--- RECORDS PROVIDED ---

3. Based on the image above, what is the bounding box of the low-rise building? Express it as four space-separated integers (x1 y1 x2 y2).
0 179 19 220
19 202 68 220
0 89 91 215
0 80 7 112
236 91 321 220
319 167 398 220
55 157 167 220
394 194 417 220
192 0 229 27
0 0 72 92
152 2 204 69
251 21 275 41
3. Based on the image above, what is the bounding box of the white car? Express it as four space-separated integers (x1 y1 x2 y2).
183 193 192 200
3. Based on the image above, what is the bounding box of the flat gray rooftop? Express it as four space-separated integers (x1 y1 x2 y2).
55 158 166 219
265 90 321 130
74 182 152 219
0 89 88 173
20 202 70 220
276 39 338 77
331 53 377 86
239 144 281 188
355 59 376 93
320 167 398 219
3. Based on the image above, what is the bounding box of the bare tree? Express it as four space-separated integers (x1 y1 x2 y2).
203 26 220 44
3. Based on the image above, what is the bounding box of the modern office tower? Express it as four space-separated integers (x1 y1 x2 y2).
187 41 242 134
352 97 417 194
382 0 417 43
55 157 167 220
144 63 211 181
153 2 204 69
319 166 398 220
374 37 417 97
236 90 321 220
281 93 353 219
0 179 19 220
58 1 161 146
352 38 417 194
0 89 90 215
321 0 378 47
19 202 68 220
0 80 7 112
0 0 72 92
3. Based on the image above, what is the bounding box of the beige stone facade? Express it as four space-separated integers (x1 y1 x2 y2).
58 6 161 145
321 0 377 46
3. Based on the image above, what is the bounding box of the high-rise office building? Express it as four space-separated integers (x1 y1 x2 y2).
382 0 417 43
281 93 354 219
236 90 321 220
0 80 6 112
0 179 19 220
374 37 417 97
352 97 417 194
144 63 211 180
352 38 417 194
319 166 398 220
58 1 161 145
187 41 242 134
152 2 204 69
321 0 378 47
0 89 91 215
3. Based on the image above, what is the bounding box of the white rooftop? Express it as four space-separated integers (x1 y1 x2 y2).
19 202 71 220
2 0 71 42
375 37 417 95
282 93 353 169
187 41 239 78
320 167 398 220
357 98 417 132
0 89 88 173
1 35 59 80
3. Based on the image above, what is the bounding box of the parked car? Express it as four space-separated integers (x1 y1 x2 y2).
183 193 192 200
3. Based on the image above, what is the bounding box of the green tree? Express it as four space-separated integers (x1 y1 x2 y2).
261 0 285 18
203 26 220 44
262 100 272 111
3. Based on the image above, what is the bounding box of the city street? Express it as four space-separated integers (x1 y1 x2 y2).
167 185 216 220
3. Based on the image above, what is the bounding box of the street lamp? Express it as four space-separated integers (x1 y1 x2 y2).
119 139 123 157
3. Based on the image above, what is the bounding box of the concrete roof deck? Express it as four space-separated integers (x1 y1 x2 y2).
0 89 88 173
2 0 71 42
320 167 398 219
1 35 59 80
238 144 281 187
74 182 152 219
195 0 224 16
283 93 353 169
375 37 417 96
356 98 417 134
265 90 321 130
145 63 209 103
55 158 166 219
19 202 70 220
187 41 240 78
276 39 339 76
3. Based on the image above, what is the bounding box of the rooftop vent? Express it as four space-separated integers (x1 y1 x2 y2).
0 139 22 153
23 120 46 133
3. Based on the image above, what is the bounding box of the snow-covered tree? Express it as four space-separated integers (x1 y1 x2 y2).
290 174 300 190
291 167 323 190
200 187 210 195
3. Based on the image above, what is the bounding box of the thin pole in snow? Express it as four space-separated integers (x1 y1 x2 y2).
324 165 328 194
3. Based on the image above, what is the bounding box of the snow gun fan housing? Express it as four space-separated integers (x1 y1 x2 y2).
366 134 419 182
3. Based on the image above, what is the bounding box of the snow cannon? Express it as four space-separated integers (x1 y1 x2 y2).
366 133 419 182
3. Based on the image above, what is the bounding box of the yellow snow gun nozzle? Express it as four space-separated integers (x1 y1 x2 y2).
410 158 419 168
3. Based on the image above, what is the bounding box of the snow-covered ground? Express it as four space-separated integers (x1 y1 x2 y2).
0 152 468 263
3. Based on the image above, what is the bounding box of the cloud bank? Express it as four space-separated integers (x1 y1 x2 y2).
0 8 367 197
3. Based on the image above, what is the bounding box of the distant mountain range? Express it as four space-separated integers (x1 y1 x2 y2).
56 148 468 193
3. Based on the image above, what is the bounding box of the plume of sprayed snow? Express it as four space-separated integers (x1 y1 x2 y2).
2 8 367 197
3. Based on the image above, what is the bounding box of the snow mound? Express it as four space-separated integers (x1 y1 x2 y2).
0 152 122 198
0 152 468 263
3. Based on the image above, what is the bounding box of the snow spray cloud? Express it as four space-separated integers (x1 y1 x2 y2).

---
--- RECORDS PROVIDED ---

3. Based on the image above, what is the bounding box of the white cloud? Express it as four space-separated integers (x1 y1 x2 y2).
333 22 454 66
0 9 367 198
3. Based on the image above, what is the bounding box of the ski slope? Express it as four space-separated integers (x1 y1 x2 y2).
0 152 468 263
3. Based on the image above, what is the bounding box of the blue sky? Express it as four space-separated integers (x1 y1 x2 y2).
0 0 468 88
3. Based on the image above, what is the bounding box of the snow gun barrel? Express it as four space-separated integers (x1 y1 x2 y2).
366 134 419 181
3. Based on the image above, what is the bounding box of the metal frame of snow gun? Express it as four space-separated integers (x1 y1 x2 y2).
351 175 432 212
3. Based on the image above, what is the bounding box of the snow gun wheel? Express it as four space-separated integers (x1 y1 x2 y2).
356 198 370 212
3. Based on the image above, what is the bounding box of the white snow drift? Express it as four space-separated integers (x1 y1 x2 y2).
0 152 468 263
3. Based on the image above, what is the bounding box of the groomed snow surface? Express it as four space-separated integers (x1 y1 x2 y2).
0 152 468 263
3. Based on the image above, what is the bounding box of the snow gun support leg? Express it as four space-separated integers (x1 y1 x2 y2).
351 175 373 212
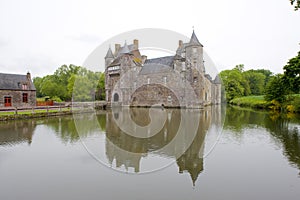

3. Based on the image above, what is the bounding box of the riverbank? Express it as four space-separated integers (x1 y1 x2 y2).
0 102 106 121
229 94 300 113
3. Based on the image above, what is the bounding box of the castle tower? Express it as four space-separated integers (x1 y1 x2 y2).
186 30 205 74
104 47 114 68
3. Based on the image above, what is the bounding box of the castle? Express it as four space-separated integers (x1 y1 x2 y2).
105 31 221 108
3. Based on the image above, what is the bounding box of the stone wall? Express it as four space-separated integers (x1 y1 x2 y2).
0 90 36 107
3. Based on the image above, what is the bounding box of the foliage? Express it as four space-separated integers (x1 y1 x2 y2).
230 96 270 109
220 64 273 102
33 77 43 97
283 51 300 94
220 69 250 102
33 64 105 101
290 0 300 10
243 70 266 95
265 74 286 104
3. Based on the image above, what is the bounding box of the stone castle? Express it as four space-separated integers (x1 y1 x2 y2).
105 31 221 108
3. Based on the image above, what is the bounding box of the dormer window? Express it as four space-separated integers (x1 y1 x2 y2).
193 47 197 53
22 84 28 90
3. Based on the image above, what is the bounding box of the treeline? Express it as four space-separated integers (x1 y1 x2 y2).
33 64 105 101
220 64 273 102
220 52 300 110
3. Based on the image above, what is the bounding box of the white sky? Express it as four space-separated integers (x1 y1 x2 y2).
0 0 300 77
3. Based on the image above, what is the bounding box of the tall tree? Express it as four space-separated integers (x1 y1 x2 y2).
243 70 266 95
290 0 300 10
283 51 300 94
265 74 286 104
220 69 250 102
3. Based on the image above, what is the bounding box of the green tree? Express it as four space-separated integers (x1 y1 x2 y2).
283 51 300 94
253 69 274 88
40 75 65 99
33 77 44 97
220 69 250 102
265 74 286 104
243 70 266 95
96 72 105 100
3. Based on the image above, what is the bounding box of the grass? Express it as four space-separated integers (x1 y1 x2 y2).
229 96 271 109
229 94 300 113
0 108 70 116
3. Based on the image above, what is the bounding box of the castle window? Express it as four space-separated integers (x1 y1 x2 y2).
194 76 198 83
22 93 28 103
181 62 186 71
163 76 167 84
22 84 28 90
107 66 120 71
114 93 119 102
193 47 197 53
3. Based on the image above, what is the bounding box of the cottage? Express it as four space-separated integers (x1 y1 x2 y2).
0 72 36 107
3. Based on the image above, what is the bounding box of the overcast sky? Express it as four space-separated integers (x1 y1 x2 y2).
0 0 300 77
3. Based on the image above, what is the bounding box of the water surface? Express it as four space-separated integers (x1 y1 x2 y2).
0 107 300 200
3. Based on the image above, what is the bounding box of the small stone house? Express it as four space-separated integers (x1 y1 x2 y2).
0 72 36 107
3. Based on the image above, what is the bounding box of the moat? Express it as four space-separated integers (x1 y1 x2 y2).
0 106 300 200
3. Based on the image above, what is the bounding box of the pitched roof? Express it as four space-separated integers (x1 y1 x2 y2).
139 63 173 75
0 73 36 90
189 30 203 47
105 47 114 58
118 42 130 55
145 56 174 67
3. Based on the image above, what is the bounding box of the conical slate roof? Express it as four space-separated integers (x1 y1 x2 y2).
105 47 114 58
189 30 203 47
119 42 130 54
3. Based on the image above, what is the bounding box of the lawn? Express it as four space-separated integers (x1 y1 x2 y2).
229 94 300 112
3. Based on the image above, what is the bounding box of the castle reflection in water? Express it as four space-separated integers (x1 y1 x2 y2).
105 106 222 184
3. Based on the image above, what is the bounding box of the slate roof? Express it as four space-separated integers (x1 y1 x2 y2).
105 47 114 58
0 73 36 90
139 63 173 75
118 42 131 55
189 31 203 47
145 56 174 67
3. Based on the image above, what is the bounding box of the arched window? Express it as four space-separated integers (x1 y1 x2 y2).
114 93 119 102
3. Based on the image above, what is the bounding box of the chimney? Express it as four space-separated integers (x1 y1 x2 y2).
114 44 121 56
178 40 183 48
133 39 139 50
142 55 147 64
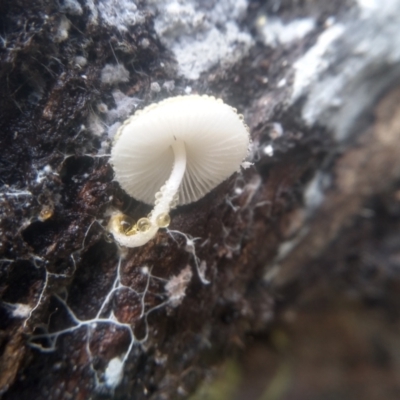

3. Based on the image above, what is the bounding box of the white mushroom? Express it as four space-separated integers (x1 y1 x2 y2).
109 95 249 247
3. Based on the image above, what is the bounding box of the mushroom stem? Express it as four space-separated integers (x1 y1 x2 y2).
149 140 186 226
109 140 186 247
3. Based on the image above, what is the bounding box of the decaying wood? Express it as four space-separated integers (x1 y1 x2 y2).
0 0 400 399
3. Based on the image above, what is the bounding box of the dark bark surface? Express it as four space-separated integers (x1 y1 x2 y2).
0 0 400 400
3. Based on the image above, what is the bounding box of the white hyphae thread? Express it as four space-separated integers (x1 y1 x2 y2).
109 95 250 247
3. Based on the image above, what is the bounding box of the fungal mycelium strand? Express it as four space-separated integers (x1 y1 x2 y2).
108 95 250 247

---

• **EXERCISE TASK**
Reproduce the entries from the line with "of the low-rise" to the line with "251 21 275 41", requests included, offsetting every coordinate in the answers by adding 20. Give only those lines.

• **SOLUTION FOR THIS PROBLEM**
3. Based on the image above, what is the bounding box of the low-rise building? Express it as four space-separated integers (x1 y1 x2 y2).
20 199 39 240
39 222 88 240
20 109 111 235
20 100 27 132
256 111 341 240
339 187 418 240
75 177 187 240
414 214 437 240
212 20 249 47
20 20 92 112
172 22 224 89
271 41 295 61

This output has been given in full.